• Sonuç bulunamadı

Bu bölümde, araştırmada elde edilen bulgulara dayalı olarak ulaşılan sonuçlar, tartışmalar ve bu sonuçlar ışığında geliştirilen önerilere yer verilmiştir.

Birinci Alt Probleme İlişkin Sonuç ve Tartışmalar

- Ön uygulamaya kıyasla öğrenciler fen bilgisi öğretimi dersini giderek sevmemeye başlamışlardır. Ayrıca dersin gerekliliğine olan inançlarında anlamlı bir düşüş gözlenmiştir. Bu araştırmanın bulguları ile Huinker ve Madison’un (1997) bulguları arasında bir paralellik bulunmaktadır.

Menis’in (1989) araştırma sonucuna göre fen bilgisi öğretimi dersini sevmeyen öğretmenden ders alacak öğrencilerin dersi anlamaları zorlaşacak ve bu durum ders içi aktivitelere katılmamalarına neden olacaktır.

- Yine, öğretmen adayları dönem boyunca aldıkları dersin bitiminde, söz konusu dersin zor olmadığını ifade etmişlerdir. Papanastasiou ve Zembylas’ın (2002) çalışmaları da bu bulguları desteklemektedir. Bu durum, öğrencilerin başarısını olumlu etkileyebilecektir.

- Fen bilgisi dersi öğrencilerin birlikte çalışma isteklerini olumsuz etkilemektedir.

___

■ Problem tanımı A ■
Aşağıdaki satırlardan "above" sözcüğünü içerenlerin hepsini lütfen seçip kopyala. Büyük ve küçük harf ayrımı önemlidir.

___

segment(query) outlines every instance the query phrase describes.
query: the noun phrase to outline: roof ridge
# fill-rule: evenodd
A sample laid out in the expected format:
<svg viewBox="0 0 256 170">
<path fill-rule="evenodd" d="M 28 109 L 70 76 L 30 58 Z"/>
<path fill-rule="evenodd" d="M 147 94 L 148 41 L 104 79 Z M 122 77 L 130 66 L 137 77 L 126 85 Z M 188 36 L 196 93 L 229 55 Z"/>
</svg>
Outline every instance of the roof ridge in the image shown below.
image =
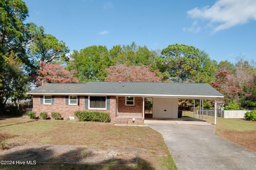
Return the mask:
<svg viewBox="0 0 256 170">
<path fill-rule="evenodd" d="M 175 82 L 122 82 L 122 83 L 166 83 L 166 84 L 209 84 L 209 83 L 175 83 Z M 118 83 L 119 82 L 104 82 L 104 81 L 91 81 L 88 82 L 87 83 Z"/>
</svg>

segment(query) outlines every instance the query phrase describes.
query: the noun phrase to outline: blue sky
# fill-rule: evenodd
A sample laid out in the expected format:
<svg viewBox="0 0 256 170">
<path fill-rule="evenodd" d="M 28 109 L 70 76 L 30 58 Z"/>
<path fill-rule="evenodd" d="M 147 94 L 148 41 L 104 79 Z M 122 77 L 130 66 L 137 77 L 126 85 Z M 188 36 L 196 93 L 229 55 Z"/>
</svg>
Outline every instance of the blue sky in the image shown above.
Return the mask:
<svg viewBox="0 0 256 170">
<path fill-rule="evenodd" d="M 133 41 L 156 50 L 177 43 L 204 50 L 218 61 L 256 59 L 254 0 L 25 2 L 26 21 L 43 26 L 71 51 Z"/>
</svg>

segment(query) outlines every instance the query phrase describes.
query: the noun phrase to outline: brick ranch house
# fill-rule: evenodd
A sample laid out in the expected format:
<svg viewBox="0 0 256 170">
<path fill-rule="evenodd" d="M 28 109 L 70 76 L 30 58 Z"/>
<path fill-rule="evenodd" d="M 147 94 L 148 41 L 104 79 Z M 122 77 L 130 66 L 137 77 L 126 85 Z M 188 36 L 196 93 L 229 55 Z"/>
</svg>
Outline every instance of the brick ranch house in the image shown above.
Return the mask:
<svg viewBox="0 0 256 170">
<path fill-rule="evenodd" d="M 143 123 L 145 98 L 153 99 L 153 118 L 177 118 L 179 99 L 215 100 L 216 105 L 223 98 L 207 84 L 150 82 L 49 83 L 27 94 L 37 114 L 58 112 L 68 119 L 76 110 L 97 110 L 109 113 L 111 122 L 128 124 Z"/>
</svg>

___

■ Problem tanımı B ■
Fen bilgisi öğretimi dersine ilişkin sonuçlar metnini kaldığı yerden sürdür.

■ Sonuç A ■
Outline every instance of the blue sky in the image shown above.
Outline every instance of the brick ranch house in the image shown above.

■ Sonuç B ■
- Dersin bitiminde öğretmen adaylarının deneylerde başarısız olduklarını düşündükleri ancak proje hazırlama konusunda ise istekli oldukları sonucuna ulaşılmıştır. Özkan ve arkadaşlarının (2002) araştırma sonuçları dikkate alınırsa işbirliğine dayalı öğretim metotları ve deney yapılması öğretmenin olumlu tutum geliştirmesini sağlamaktadır.

- Fen bilgisi öğretimi dersi öğrencilerin kendi yeteneklerine olan güvenlerinin azalmasına neden olmuştur. Bu üç olumsuz sonuç (3, 4 ve 5. madde) Papanastasiou ve Zembylas’ın (2002) çalışmaları ile ilişkilendirildiğinde ülkemizdeki fen bilimlerine ilişkin akademik başarısızlığın nedenleri kısmen açıklanmış olmaktadır.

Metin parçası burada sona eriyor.